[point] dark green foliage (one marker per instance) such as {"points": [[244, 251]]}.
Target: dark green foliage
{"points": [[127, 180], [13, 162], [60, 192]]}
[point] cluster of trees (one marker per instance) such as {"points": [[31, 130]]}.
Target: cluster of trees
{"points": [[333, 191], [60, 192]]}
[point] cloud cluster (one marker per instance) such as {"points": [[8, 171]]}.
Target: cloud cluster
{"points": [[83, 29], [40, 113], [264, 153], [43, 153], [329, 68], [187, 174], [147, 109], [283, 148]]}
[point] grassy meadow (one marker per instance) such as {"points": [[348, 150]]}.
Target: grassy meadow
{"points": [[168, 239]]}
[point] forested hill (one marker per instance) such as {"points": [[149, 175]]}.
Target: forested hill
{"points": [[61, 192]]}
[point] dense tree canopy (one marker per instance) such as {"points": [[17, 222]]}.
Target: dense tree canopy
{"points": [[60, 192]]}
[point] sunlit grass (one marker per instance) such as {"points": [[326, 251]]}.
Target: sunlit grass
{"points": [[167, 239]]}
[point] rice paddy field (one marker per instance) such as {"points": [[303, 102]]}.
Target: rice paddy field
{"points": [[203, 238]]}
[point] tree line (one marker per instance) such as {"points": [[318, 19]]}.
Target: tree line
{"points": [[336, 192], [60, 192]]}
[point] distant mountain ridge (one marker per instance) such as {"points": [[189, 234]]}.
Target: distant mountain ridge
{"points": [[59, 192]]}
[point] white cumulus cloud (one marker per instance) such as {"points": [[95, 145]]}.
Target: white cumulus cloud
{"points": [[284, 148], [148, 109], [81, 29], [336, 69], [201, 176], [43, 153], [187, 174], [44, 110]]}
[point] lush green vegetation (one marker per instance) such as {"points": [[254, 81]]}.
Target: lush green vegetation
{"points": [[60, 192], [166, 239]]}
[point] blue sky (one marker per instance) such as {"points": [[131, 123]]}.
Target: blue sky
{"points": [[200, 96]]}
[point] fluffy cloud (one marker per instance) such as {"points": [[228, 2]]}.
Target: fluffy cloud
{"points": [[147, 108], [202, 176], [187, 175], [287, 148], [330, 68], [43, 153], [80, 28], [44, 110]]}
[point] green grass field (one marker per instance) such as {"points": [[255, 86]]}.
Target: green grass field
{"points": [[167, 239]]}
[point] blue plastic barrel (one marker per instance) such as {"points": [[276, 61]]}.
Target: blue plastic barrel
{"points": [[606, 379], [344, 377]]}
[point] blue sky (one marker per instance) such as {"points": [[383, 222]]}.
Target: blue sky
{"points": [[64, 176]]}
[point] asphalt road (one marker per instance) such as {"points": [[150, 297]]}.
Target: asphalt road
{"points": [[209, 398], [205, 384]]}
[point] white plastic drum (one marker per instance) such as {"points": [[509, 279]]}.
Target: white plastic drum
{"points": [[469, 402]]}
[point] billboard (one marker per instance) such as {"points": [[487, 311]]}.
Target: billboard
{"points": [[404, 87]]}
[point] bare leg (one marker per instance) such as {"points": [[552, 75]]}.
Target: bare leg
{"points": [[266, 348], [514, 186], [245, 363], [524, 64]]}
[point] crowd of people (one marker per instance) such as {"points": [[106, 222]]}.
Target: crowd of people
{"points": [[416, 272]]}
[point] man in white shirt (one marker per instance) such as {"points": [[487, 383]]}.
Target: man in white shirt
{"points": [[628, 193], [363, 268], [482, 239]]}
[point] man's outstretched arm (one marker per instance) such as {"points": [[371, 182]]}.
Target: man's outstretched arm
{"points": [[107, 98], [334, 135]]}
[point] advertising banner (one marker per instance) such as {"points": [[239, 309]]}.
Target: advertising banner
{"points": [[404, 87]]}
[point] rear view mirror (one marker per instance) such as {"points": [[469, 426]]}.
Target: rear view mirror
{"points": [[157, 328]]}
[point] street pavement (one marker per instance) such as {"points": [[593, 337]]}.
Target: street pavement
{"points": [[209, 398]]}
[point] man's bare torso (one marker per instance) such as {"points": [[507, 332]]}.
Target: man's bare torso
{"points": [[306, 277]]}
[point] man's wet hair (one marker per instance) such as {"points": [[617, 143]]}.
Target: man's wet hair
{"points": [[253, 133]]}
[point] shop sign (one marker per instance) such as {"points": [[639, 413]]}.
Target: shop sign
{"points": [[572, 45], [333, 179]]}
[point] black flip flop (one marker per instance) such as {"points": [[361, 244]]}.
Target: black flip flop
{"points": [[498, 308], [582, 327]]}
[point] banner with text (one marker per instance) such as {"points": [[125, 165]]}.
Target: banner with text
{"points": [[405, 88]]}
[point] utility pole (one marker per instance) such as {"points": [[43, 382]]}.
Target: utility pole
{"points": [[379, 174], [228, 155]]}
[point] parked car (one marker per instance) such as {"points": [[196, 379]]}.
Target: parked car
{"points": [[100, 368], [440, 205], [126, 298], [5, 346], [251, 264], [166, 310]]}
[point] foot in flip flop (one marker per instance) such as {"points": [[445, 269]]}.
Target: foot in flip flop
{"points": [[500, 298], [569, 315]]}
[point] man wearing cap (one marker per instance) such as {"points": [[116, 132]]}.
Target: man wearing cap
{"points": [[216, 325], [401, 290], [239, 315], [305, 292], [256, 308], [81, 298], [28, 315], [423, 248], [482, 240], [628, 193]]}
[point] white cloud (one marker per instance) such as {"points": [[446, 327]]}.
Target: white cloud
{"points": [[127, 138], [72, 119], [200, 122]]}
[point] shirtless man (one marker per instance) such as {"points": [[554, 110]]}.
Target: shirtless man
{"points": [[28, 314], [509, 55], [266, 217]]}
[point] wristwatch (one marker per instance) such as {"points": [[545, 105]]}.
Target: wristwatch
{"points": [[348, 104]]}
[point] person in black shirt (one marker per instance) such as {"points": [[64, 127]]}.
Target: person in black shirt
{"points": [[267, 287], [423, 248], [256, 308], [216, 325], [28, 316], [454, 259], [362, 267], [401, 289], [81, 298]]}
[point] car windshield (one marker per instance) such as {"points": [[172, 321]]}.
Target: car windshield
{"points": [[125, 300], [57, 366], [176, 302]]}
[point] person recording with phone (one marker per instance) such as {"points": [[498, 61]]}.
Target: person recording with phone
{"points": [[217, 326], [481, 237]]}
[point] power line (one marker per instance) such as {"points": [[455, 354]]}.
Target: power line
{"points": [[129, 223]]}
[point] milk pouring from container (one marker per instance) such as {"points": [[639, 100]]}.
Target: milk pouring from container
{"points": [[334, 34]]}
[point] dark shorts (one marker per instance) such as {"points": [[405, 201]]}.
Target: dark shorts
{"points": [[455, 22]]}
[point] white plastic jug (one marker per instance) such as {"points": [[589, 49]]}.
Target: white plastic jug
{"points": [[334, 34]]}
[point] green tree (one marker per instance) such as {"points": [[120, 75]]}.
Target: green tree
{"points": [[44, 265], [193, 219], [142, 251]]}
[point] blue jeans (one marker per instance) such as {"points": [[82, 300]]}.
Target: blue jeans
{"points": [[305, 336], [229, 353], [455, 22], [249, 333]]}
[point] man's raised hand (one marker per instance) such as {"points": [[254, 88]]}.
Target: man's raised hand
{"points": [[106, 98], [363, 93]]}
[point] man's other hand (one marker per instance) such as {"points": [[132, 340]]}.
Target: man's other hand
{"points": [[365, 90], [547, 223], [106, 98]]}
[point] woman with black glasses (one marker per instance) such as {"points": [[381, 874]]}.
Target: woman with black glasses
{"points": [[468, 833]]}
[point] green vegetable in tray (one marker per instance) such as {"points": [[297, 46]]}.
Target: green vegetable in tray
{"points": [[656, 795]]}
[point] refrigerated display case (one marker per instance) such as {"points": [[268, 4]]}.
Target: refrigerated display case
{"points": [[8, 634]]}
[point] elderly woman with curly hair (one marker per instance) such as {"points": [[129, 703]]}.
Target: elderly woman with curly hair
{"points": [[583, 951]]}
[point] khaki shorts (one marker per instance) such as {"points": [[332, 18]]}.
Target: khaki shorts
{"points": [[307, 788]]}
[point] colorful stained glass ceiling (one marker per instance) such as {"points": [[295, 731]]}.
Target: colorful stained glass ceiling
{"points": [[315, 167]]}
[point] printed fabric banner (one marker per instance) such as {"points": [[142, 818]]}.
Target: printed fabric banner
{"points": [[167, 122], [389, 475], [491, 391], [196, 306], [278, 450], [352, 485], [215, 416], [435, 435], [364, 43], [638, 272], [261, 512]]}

——————

▶ _The task_: Write out only the final block of lines, starting at the line with "[point] elderly woman" and running to the end of the material.

▶ _Exercise output_:
[point] elderly woman with curly hair (one marker per instance) such as {"points": [[129, 703]]}.
Target: elderly woman with curly hair
{"points": [[583, 951]]}
[point] khaki shorts (one marker per instance) such as {"points": [[332, 18]]}.
Target: khaki shorts
{"points": [[307, 788]]}
[point] colorful stained glass ceiling (one marker per instance) such as {"points": [[295, 731]]}.
Target: colorful stained glass ceiling
{"points": [[315, 167]]}
[point] printed fabric banner (one marker per instance) such as {"points": [[142, 818]]}.
Target: printed fabric banner
{"points": [[167, 122], [389, 475], [491, 391], [196, 306], [278, 450], [352, 485], [215, 416], [435, 435], [364, 43], [638, 272], [261, 512]]}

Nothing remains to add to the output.